Do this: Pick out each line in the material below that contains the string "springbok", and copy those lines.

Recorded data:
□ □ □ □ □

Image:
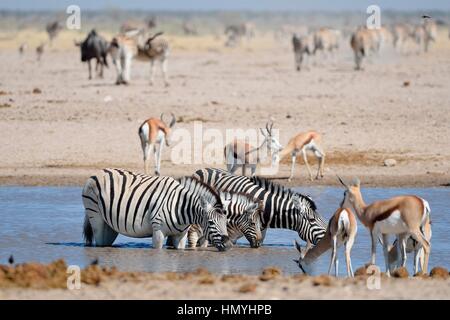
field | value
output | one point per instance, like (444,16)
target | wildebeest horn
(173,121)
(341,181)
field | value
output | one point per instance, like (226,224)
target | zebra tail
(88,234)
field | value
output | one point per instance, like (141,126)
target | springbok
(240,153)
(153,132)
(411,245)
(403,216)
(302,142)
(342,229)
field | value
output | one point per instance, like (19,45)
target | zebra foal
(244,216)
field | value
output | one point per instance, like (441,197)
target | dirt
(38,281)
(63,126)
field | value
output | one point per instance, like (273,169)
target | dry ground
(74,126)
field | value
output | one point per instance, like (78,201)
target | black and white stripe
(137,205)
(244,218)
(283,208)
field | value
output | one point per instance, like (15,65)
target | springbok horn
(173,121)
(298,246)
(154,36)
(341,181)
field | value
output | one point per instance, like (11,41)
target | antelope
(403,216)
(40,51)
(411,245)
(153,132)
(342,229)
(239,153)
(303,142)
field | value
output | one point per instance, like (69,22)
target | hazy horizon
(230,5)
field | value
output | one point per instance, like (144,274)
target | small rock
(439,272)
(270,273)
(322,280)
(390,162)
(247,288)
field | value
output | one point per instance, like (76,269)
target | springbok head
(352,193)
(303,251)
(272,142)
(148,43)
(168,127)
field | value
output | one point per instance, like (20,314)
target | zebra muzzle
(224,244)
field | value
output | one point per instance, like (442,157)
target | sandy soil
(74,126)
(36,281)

□ □ □ □ □

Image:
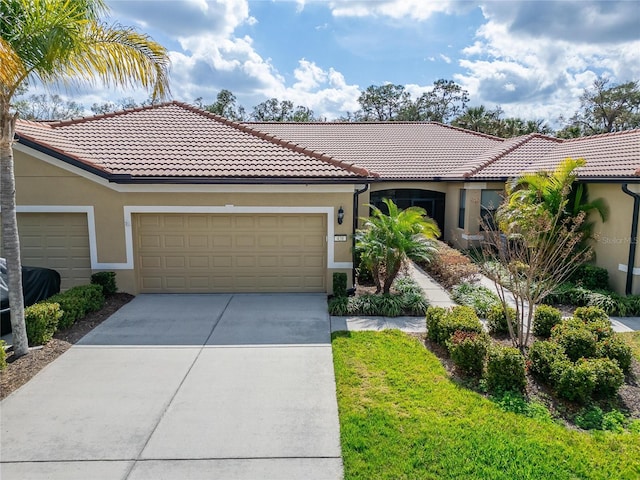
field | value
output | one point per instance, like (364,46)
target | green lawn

□ □ □ □ □

Output of the task:
target | springbok
target | springbok horn
target | springbok head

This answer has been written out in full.